==== Given records
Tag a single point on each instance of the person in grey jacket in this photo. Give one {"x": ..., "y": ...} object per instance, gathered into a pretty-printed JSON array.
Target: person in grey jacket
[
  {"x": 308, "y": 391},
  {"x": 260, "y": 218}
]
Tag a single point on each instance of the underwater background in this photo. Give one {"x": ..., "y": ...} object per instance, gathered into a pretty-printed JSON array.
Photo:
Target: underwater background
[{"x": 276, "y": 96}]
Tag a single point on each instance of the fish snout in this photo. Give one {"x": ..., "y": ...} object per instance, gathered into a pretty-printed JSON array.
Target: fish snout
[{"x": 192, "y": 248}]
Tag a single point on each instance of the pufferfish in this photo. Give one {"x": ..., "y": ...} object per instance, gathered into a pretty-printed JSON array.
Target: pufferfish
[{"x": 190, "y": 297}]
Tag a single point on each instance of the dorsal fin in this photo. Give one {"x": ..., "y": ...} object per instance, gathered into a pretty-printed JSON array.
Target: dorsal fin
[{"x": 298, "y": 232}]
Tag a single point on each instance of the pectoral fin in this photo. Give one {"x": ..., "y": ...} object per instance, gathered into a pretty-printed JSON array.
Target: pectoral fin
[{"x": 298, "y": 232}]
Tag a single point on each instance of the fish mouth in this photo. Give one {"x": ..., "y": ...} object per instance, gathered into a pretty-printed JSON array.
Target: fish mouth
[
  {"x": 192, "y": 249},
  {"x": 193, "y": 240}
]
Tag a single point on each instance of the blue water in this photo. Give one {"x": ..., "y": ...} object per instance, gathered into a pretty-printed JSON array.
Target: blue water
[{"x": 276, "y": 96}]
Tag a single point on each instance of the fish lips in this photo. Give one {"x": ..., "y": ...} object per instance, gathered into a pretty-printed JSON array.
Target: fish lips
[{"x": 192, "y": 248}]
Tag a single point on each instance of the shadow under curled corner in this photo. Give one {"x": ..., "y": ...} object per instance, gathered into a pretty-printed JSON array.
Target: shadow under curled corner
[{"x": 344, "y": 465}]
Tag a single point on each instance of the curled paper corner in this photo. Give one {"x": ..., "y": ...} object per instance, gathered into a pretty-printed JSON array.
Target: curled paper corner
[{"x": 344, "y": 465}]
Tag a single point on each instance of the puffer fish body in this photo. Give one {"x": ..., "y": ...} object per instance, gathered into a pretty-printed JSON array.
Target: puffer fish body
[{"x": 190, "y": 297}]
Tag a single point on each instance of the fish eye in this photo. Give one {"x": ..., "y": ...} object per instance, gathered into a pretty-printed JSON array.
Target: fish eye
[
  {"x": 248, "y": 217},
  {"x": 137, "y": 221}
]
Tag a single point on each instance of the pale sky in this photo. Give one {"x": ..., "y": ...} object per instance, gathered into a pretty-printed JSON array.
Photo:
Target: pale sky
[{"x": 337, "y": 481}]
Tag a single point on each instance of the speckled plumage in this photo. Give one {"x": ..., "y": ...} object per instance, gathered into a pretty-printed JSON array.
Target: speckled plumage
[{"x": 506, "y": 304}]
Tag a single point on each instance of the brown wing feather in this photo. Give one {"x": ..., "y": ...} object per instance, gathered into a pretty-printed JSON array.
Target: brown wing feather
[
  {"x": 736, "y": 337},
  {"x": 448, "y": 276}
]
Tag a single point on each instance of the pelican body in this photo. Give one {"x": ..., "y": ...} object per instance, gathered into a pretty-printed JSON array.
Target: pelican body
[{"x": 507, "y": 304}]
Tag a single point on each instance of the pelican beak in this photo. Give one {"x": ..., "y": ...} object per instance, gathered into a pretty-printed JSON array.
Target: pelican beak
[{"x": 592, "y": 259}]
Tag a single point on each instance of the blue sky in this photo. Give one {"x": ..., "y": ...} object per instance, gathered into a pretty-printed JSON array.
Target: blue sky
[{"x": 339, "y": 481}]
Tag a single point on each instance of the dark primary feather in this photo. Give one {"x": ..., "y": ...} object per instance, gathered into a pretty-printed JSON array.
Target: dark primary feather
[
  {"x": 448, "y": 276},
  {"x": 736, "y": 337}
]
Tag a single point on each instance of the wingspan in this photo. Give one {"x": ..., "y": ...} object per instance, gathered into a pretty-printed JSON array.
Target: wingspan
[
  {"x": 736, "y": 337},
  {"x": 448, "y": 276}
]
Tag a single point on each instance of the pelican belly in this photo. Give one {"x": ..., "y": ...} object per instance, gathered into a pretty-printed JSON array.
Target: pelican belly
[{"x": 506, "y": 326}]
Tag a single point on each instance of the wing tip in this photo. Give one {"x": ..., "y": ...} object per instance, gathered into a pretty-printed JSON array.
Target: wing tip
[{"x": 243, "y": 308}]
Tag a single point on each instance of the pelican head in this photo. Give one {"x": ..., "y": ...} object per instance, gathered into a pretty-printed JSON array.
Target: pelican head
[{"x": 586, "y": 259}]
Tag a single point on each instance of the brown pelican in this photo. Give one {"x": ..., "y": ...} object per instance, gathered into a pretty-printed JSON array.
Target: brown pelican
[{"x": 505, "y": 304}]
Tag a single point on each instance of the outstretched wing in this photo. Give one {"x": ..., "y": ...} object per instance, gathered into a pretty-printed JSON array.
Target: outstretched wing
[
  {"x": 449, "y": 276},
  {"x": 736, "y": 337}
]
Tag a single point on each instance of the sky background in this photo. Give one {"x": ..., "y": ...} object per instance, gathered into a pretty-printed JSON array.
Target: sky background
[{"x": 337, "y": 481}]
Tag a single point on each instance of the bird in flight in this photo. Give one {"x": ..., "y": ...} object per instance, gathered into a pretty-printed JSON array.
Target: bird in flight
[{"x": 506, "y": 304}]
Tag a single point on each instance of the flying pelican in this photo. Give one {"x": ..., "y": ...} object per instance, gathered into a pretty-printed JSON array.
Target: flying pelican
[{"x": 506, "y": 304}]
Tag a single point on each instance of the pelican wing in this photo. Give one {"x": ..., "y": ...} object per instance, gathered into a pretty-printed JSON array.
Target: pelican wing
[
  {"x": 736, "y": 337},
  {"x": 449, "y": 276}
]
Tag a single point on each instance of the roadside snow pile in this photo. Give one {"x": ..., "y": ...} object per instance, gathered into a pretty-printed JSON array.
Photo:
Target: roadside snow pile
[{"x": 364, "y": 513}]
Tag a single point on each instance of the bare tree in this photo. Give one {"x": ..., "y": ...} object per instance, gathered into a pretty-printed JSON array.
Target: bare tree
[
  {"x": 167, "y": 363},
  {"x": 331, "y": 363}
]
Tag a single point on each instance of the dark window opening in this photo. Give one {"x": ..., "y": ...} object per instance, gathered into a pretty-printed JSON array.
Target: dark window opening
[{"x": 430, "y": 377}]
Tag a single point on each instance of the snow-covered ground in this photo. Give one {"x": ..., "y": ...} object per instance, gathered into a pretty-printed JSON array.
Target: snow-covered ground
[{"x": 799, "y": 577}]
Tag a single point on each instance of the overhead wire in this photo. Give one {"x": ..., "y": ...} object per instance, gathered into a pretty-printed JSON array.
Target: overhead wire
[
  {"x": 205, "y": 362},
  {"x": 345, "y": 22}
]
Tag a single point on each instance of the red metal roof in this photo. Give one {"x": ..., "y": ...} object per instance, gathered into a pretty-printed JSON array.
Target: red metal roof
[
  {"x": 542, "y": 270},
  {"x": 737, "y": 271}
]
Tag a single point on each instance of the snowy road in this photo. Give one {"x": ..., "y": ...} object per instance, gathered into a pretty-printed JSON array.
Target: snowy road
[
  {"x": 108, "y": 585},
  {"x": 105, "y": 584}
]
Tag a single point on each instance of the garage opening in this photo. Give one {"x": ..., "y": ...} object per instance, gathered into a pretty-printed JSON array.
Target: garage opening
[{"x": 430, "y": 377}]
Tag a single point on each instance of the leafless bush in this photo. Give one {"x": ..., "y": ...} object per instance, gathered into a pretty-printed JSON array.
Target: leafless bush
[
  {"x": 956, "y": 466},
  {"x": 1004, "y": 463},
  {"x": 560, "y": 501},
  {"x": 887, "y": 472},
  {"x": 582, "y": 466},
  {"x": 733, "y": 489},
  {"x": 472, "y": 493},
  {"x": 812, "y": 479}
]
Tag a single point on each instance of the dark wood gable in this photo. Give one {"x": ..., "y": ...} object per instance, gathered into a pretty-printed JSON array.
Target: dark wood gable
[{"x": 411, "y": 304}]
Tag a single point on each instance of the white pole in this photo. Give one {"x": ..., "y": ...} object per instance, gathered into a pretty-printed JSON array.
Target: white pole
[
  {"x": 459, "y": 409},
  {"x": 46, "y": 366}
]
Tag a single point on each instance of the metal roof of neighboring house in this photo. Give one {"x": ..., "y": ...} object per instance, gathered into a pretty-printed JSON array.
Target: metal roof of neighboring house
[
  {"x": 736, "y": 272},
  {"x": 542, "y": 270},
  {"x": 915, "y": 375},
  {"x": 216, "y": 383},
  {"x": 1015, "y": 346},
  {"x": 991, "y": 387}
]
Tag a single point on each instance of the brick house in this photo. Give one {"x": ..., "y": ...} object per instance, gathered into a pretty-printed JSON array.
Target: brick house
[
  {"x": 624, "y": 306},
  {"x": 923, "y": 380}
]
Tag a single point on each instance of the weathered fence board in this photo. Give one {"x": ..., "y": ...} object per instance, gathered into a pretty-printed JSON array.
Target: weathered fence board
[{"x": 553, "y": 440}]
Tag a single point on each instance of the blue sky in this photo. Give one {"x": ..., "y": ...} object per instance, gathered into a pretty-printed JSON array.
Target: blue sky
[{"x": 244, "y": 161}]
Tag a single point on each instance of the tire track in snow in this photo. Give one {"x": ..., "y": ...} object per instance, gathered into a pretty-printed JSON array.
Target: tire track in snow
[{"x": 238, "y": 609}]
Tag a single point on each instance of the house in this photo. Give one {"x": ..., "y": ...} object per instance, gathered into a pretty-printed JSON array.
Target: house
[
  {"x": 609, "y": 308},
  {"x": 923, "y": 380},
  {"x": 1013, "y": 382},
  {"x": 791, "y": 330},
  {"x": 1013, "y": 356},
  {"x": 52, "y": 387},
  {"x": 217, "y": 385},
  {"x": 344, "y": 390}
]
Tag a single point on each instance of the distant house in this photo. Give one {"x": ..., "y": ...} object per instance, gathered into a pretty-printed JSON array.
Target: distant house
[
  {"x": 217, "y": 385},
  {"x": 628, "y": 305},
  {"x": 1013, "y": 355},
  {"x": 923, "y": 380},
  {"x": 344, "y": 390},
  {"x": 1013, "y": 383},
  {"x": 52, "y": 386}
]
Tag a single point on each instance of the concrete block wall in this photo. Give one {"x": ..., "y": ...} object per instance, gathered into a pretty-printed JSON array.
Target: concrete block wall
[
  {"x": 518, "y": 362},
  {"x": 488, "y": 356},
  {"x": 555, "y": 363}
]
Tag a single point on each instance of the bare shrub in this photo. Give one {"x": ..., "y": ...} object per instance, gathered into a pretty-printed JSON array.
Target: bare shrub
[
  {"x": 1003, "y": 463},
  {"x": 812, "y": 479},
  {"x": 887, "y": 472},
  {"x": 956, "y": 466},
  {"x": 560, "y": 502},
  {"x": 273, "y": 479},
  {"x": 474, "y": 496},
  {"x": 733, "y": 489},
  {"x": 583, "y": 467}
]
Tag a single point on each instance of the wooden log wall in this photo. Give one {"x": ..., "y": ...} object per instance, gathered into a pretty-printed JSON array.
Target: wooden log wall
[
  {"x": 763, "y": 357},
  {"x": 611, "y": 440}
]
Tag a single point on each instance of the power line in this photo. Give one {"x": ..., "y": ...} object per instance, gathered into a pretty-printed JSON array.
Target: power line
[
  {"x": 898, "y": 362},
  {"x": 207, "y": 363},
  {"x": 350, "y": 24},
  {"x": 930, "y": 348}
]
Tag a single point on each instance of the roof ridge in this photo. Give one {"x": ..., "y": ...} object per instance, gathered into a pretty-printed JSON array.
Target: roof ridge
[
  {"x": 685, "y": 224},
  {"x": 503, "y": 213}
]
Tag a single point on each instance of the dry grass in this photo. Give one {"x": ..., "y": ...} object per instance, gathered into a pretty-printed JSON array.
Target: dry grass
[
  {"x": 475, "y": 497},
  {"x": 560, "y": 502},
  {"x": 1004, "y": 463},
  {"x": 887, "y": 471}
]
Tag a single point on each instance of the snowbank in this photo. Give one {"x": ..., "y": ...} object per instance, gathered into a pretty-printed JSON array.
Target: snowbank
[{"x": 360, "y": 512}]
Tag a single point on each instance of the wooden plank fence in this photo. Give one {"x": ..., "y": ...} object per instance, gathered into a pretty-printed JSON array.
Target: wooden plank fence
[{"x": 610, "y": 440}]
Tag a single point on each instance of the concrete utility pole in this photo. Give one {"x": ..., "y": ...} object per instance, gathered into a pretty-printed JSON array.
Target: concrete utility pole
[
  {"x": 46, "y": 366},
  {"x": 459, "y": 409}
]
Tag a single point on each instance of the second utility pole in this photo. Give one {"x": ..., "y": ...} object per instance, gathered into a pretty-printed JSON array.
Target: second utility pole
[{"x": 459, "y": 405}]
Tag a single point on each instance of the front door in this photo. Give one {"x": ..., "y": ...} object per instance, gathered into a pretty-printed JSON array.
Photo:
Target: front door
========
• [Stated exercise]:
Please put the data into a numbered list, starting at the line that contains "Tag a single point on each instance of the wooden plank" and ending at the last line of the data, with blank lines left out.

• [Result below]:
1. Tag a single point on each instance of the wooden plank fence in this photo. Give one {"x": ..., "y": ...} object per instance, gathered into a pretty-printed JSON array.
2. Target: wooden plank fence
3. [{"x": 610, "y": 440}]
4. Tag a single point on each instance of the concrete utility pole in this photo. Give one {"x": ..., "y": ...} object per instance, gathered into a pretty-printed JSON array.
5. Target: concrete utility pole
6. [
7.   {"x": 46, "y": 366},
8.   {"x": 459, "y": 409}
9. ]
10. Tag a single point on each instance of the second utility pole in this photo. Give one {"x": ..., "y": ...} object per instance, gathered into a pretty-printed JSON array.
11. Target: second utility pole
12. [{"x": 459, "y": 405}]
13. Tag a single point on each instance of the front door in this photo. Give one {"x": ..., "y": ...} object per instance, gathered into a pretty-printed JSON array.
14. Photo:
15. Target: front door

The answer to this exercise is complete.